■ YOUR GOAL ■
Once you reach the line containing "Mark the innermost point of each instance of the large", write out that line and every remaining line of the records exactly.
(SUPPLIED DATA begins)
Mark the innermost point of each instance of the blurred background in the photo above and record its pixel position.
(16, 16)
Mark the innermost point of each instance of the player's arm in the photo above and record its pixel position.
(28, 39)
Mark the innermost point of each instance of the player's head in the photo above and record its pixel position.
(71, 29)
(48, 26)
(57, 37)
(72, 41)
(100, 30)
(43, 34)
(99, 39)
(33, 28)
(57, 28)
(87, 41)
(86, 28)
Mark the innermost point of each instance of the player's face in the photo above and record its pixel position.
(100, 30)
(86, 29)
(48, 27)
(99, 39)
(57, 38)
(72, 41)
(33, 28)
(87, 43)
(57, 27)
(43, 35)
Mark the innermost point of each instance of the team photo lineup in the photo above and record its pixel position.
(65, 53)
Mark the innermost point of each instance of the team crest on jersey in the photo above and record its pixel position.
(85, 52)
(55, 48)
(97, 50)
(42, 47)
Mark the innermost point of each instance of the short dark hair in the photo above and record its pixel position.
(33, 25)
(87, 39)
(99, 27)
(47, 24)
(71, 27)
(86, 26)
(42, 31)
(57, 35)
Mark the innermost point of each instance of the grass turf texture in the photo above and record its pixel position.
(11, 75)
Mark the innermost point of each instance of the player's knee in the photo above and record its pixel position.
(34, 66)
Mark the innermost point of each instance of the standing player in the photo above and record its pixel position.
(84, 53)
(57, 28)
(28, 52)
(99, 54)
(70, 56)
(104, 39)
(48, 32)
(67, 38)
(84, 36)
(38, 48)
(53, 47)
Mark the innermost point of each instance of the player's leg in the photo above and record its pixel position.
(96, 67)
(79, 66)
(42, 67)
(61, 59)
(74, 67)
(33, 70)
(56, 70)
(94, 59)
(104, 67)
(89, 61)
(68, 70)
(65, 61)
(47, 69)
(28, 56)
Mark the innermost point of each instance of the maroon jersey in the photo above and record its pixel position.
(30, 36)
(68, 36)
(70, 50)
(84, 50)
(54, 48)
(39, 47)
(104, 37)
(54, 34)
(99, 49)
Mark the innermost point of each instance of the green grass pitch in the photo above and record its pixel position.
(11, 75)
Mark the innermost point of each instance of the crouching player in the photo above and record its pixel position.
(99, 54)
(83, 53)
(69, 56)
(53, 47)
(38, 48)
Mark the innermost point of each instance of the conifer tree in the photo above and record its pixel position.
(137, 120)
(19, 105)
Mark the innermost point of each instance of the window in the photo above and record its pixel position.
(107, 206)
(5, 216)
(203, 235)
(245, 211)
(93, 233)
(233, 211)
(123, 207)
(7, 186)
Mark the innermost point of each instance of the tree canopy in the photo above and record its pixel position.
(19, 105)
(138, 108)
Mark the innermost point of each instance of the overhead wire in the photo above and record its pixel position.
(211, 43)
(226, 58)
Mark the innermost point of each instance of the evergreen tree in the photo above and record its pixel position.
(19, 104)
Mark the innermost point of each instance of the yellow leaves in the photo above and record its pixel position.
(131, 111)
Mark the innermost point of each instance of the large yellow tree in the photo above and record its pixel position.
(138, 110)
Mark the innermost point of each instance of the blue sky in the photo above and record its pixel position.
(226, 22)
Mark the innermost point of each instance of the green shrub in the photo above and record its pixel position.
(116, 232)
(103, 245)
(SUPPLIED DATA ends)
■ SOLVED PROBLEM ■
Mark the innermost point of each instance of the large yellow tree in the photo above and record its pixel position.
(138, 110)
Mark the innermost point of each instance of the blue sky in the photo above and record its pixel position.
(226, 22)
Mark the innermost point of each instance of the green shrub in the photo above and record its pixel position.
(116, 232)
(103, 245)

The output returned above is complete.